• [WHAT IS EXPECTED]: What you return must be the data below, word for word, without any images.

(GIVEN DATA Opens)

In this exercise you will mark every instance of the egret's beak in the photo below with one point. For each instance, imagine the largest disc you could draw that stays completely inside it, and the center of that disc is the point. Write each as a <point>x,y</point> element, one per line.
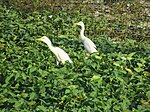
<point>75,24</point>
<point>40,39</point>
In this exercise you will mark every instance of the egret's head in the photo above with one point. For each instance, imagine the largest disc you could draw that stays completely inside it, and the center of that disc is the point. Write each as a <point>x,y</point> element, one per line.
<point>44,39</point>
<point>79,23</point>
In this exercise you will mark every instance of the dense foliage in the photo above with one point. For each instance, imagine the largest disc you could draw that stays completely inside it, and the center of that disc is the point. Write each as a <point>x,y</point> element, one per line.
<point>115,80</point>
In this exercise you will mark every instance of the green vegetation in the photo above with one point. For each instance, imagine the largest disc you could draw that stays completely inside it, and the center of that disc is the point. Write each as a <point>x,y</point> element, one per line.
<point>116,80</point>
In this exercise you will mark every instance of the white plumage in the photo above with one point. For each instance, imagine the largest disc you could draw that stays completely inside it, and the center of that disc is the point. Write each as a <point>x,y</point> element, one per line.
<point>60,54</point>
<point>89,46</point>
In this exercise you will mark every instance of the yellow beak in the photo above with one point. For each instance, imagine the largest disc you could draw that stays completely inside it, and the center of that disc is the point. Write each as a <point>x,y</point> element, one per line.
<point>40,39</point>
<point>74,24</point>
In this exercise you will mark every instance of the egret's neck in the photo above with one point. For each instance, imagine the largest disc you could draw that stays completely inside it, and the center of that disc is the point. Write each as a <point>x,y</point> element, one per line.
<point>51,47</point>
<point>82,32</point>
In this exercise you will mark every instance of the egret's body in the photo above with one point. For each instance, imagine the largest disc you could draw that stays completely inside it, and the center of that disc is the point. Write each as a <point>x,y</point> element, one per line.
<point>89,46</point>
<point>60,54</point>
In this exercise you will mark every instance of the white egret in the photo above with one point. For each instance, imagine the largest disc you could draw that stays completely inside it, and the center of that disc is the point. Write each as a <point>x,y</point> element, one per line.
<point>89,46</point>
<point>61,55</point>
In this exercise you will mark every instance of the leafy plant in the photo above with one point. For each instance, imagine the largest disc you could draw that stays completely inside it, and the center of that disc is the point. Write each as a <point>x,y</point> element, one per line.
<point>116,79</point>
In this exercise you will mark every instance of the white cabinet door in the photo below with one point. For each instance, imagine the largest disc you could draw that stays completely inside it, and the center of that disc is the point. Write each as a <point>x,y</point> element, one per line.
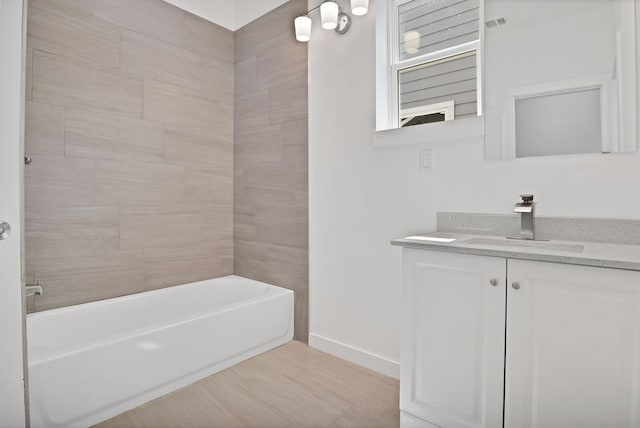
<point>573,346</point>
<point>452,362</point>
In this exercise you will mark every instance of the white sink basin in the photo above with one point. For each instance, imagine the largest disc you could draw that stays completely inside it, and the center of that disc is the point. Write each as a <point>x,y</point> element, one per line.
<point>543,245</point>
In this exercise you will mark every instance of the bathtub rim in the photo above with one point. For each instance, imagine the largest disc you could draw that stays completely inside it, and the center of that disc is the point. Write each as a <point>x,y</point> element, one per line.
<point>273,292</point>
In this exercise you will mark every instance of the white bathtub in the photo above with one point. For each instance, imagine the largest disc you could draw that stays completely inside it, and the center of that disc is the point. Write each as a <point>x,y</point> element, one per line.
<point>90,362</point>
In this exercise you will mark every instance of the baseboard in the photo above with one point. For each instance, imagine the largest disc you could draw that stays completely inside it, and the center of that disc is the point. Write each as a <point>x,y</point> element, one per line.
<point>355,355</point>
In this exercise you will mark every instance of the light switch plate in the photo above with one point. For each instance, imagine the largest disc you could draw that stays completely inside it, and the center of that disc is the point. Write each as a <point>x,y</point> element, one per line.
<point>425,158</point>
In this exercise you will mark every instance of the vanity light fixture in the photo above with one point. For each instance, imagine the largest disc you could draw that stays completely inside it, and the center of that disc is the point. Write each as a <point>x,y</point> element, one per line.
<point>331,16</point>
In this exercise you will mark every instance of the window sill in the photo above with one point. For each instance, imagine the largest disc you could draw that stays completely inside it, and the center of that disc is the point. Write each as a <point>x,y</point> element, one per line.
<point>441,132</point>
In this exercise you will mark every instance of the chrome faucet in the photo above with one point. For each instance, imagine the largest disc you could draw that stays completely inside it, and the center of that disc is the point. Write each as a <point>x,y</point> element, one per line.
<point>33,289</point>
<point>526,209</point>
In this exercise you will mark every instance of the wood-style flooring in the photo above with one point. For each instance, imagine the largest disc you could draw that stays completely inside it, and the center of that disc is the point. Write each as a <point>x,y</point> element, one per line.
<point>290,386</point>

(GIVEN DATA Closes)

• [FINISHED TASK]:
In this exercise you will mark every instance of the egret's beak in the photo below with one point. For each instance, imagine the largest disc you could draw that stays completely inside it, and the center of that disc is the point. Write each as a <point>x,y</point> element, one per line.
<point>75,24</point>
<point>40,39</point>
In this exercise you will mark every instance of the egret's head in the photo above with one point. For each instance, imagine the largest disc you could draw that stays completely inside it, and the center of that disc is the point. Write each as a <point>x,y</point> element, one per line.
<point>44,39</point>
<point>79,23</point>
In this exercise you will mark every instance of the dense foliage in the photo above with one point. For each instance, imagine the largest disc you could draw that stays completely inside it, and the center of that disc is the point. Write each as a <point>x,y</point> element, one per line.
<point>115,80</point>
In this exercise you will mark every instance of the green vegetation in the photo above with one point. For each instance, imagine the largest disc you could draw that stays completely inside it, and the center of that disc is the point. Write each as a <point>x,y</point> element, one per line.
<point>116,80</point>
In this exercise you will mark every instance of the white plumage in the photo above with one point. For each instance, imagine the largest disc you could draw that stays completely inside it, and the center of that disc is the point. Write each as a <point>x,y</point> element, one per line.
<point>60,54</point>
<point>89,46</point>
In this exercise you will mark every instance of the yellow beak in the photo above with one point. For each instance, imagine the largest disc you could draw that stays completely inside it, and the center of that disc is the point. Write each as a <point>x,y</point> element, one per line.
<point>40,39</point>
<point>74,24</point>
In this exercise you will mark every instance of the egret's neck in the photo above with one point. For each instance, imagine the largest disc you could draw that stays completely inside it, and the center of that disc is the point. Write each as a <point>x,y</point> element, one per line.
<point>51,47</point>
<point>82,32</point>
In this exercise you will mark every instance of the egret's body in the photo above with one point. For each instance, imagine the largest disc you could draw that stays completely inside it, and the center of that disc is the point. Write each as a <point>x,y</point> element, one per line.
<point>89,46</point>
<point>60,54</point>
In this exercise you will mark every instance of the white egret in the photo above with one point. For each instance, imagine the largest disc you could draw that stays completely inside it, and the center of that disc is the point. Write each as a <point>x,y</point> element, one per line.
<point>89,46</point>
<point>61,55</point>
In this exercise you will mark every instance of the leafy plant in the photo above with one point. For each instance, imagine the largest disc you could draw that stays completely inside it, and the center of that disc is the point. Write each as a <point>x,y</point> element, one per line.
<point>116,79</point>
In this exercise you will mark every instance of the white cabinet door in the photo below with one point. For each instance, imagine the largest disc you could draw that stays completely inside it, and the center of that disc is the point. Write each as a <point>x,y</point> element, one per line.
<point>573,346</point>
<point>452,362</point>
In this exercise you will mark every instance of the white sink basin in the photo above with one point. For each instance, imagine the largest disc you could draw that stays completely inside it, and the center of that disc is the point. Write each as a <point>x,y</point> element, one per line.
<point>543,245</point>
In this exercise you will mark every instance of the bathtub rim in the photo above with one point. For each instance, imagine the largest disc you could draw that stays completely inside it, and the center of that disc is the point. Write each as a <point>x,y</point> element, one per line.
<point>273,292</point>
In this exercise you will mark every instance of the white bathtub in the photo above with one point. For each instance, imagine the largest disc you could draw that stays completely inside it, and the center of that disc is the point. Write each as a <point>x,y</point> element, one per line.
<point>90,362</point>
In this exercise you will mark every instance of the baseboard in the photo above with one point. For each instance, imagine the largest disc you could draw that stays completely inside it, and the center of that disc is the point. Write each as a <point>x,y</point> element, one per line.
<point>355,355</point>
In this exercise you will mark every instance of the light switch plate in the photo above with one point. For each instance, imagine the largest disc you could draw that stays completely inside it, and the center of that disc is the point. Write each as a <point>x,y</point> element, one per line.
<point>425,158</point>
In this exercise you will mark every instance of the vanity light fixture in the photo above with one point. For each instance, imagine the largest disc you could draw that stays completely inside it, and the center of that disc is the point. Write each as a <point>x,y</point> element, one per line.
<point>331,16</point>
In this exercise you will mark every instance of the window sill in the photo above with one point. For each instance, imagine the largest disc you could draw that stays completely inside it, and the center of that disc is the point. Write each as a <point>x,y</point> element, one per line.
<point>441,132</point>
In this exercise you will mark every instance of the chrome faucet in the photo above with one point. For each instance, imagine the largest disc you could draw that stays completely inside it, and the center of that disc is the point. Write each as a <point>x,y</point> element, one per line.
<point>33,289</point>
<point>526,209</point>
In this exercise you will mark every instance of the wood-style flooring in the photo above with one point. For each instance, imagine the largest disc you could draw that stays completely inside it, and the center of that disc is the point. Write each as a <point>x,y</point> element, one per line.
<point>290,386</point>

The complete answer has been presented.